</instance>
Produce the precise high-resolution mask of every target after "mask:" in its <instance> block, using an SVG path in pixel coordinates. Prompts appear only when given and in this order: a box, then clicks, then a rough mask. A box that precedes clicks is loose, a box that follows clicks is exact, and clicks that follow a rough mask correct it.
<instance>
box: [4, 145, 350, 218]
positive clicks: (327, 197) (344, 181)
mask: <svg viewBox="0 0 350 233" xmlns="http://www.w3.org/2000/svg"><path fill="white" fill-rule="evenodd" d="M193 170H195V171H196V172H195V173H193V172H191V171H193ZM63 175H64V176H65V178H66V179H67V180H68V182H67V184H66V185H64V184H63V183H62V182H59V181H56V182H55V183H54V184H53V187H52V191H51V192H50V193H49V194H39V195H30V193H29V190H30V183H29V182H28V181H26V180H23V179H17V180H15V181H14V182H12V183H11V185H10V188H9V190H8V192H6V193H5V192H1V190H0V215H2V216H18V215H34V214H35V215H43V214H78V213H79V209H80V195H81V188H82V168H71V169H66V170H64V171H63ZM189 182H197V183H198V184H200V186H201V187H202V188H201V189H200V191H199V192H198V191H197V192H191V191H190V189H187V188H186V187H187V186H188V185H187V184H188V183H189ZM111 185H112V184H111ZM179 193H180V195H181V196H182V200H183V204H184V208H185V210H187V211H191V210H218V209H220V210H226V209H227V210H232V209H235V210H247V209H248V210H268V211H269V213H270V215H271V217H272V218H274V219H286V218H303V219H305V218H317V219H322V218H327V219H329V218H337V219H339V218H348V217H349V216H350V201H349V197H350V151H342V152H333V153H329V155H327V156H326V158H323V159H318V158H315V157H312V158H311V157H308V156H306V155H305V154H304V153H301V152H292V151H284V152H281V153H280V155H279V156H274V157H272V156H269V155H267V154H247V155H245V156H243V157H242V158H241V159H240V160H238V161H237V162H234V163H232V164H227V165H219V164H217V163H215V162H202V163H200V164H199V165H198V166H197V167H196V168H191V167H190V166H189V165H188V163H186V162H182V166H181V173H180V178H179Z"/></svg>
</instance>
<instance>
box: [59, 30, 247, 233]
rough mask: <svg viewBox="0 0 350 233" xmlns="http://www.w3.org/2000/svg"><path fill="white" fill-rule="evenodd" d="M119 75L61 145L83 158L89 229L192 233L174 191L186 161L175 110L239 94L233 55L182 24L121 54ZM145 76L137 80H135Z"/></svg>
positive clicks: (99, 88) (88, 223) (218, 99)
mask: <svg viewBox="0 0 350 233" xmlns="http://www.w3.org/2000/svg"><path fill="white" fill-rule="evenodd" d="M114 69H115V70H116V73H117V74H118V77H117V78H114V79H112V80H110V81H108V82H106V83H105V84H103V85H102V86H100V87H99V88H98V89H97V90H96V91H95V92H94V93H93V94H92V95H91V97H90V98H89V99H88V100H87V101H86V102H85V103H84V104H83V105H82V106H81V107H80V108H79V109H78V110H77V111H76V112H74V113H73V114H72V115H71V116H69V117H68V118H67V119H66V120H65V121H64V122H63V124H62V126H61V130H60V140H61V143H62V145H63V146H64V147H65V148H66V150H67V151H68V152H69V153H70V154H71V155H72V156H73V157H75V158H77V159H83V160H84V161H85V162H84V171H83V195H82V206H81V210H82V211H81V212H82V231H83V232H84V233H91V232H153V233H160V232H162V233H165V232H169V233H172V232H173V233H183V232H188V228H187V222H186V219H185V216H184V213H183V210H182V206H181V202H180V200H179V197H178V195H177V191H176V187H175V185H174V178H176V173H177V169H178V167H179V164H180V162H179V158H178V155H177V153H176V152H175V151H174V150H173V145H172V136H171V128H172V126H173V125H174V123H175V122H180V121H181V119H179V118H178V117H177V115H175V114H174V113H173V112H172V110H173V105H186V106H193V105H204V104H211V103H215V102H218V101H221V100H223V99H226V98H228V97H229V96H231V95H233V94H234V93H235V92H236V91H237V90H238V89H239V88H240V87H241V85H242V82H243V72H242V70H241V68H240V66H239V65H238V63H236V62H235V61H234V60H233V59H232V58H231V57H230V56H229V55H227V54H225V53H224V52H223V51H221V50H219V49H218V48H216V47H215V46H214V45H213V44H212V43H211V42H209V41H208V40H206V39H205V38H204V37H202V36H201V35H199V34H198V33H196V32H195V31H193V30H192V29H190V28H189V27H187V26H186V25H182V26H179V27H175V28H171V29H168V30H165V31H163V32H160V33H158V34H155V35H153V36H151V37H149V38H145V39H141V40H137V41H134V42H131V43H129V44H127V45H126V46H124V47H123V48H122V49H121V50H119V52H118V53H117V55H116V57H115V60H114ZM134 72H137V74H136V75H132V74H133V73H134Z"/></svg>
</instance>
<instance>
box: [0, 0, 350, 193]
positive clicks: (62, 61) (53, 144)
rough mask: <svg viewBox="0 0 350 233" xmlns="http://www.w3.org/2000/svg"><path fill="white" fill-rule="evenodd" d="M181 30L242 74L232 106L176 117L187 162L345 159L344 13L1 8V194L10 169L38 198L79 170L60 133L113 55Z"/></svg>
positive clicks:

════

Give every line of the records above as a numbered list, leaving out blank lines.

**Completed exercise:**
1. </instance>
2. Produce the precise high-resolution mask of every target after "mask:" in its <instance> block, using an SVG path in pixel coordinates. Prompts appear only when given and in this order: a box, then clicks, then a rough mask. A box that precedes clicks is loose, a box that follows clicks is exact, and clicks that follow a rough mask correct it.
3. <instance>
4. box: [4, 145, 350, 218]
5. positive clicks: (327, 197) (344, 181)
6. mask: <svg viewBox="0 0 350 233" xmlns="http://www.w3.org/2000/svg"><path fill="white" fill-rule="evenodd" d="M193 170H195V171H196V172H195V173H193V172H191V171H193ZM63 175H64V176H65V178H66V179H67V180H68V182H67V184H66V185H64V184H63V183H62V182H59V181H56V182H55V183H54V184H53V187H52V191H51V192H50V193H49V194H39V195H30V193H29V190H30V183H29V182H28V181H26V180H23V179H17V180H15V181H14V182H12V183H11V185H10V188H9V190H8V192H6V193H5V192H1V190H0V215H2V216H18V215H34V214H35V215H43V214H78V213H79V209H80V195H81V188H82V168H71V169H66V170H64V171H63ZM189 182H197V183H198V184H200V186H201V187H202V188H201V189H200V191H199V192H198V191H197V192H191V191H190V189H187V188H186V187H187V186H188V185H187V184H188V183H189ZM111 185H112V184H111ZM179 193H180V195H181V196H182V200H183V204H184V208H185V210H187V211H191V210H218V209H220V210H226V209H227V210H232V209H235V210H247V209H248V210H268V211H269V213H270V215H271V217H272V218H274V219H286V218H303V219H305V218H317V219H322V218H327V219H329V218H337V219H339V218H348V217H349V216H350V201H349V197H350V151H342V152H333V153H329V155H327V156H326V158H323V159H318V158H315V157H312V158H311V157H308V156H306V155H305V154H304V153H301V152H292V151H284V152H281V153H280V155H279V156H274V157H272V156H269V155H267V154H247V155H245V156H243V157H242V158H241V159H240V160H238V161H237V162H234V163H232V164H227V165H219V164H217V163H215V162H202V163H200V164H199V165H198V166H197V167H196V168H191V167H190V166H189V165H188V163H186V162H182V166H181V173H180V178H179Z"/></svg>
7. </instance>
8. <instance>
9. box: [59, 30, 247, 233]
10. rough mask: <svg viewBox="0 0 350 233" xmlns="http://www.w3.org/2000/svg"><path fill="white" fill-rule="evenodd" d="M119 75L61 145L83 158L89 229L192 233L174 191L186 161L175 110L239 94L233 55L182 24L121 54ZM145 76L137 80H135Z"/></svg>
11. positive clicks: (99, 88) (88, 223) (218, 99)
12. mask: <svg viewBox="0 0 350 233" xmlns="http://www.w3.org/2000/svg"><path fill="white" fill-rule="evenodd" d="M114 69H115V70H116V73H117V74H118V77H117V78H114V79H112V80H110V81H108V82H106V83H105V84H103V85H102V86H100V87H99V88H98V89H97V90H96V91H95V92H94V93H93V94H92V95H91V97H90V98H89V99H88V100H87V101H86V102H85V103H84V104H83V105H82V106H81V107H80V108H79V109H78V110H77V111H76V112H74V113H73V114H72V115H71V116H69V117H68V118H67V119H66V120H65V121H64V122H63V124H62V126H61V130H60V140H61V143H62V145H63V146H64V147H65V148H66V150H67V151H68V152H69V153H70V154H71V155H72V156H73V157H75V158H77V159H83V160H84V161H85V162H84V171H83V195H82V206H81V210H82V211H81V212H82V231H83V232H84V233H91V232H153V233H160V232H162V233H165V232H169V233H172V232H173V233H183V232H188V228H187V222H186V219H185V216H184V213H183V210H182V206H181V202H180V200H179V197H178V195H177V191H176V187H175V185H174V178H176V173H177V169H178V167H179V164H180V162H179V158H178V155H177V153H176V152H175V151H174V150H173V145H172V136H171V128H172V126H173V125H174V123H175V122H180V121H181V119H179V118H178V117H177V115H175V114H174V113H173V112H172V110H173V105H186V106H193V105H204V104H211V103H215V102H218V101H221V100H223V99H226V98H228V97H229V96H231V95H233V94H234V93H235V92H236V91H237V90H238V89H239V88H240V87H241V85H242V82H243V72H242V70H241V68H240V66H239V65H238V63H236V62H235V61H234V60H233V59H232V58H231V57H230V56H229V55H227V54H225V53H224V52H223V51H221V50H219V49H218V48H216V47H215V46H214V45H213V44H212V43H211V42H209V41H208V40H206V39H205V38H204V37H202V36H201V35H199V34H198V33H196V32H195V31H193V30H192V29H190V28H189V27H187V26H186V25H182V26H179V27H175V28H171V29H168V30H165V31H163V32H160V33H158V34H155V35H153V36H151V37H149V38H145V39H141V40H137V41H134V42H131V43H129V44H127V45H126V46H124V47H123V48H122V49H121V50H119V52H118V53H117V55H116V57H115V60H114ZM134 72H137V74H136V75H132V74H133V73H134Z"/></svg>
13. </instance>
14. <instance>
15. box: [0, 0, 350, 193]
16. positive clicks: (62, 61) (53, 144)
17. rough mask: <svg viewBox="0 0 350 233" xmlns="http://www.w3.org/2000/svg"><path fill="white" fill-rule="evenodd" d="M181 30L242 74L232 106L176 117L187 162L345 159L344 13L1 8V194L10 169L38 198L79 170L60 133L113 55Z"/></svg>
18. positive clicks:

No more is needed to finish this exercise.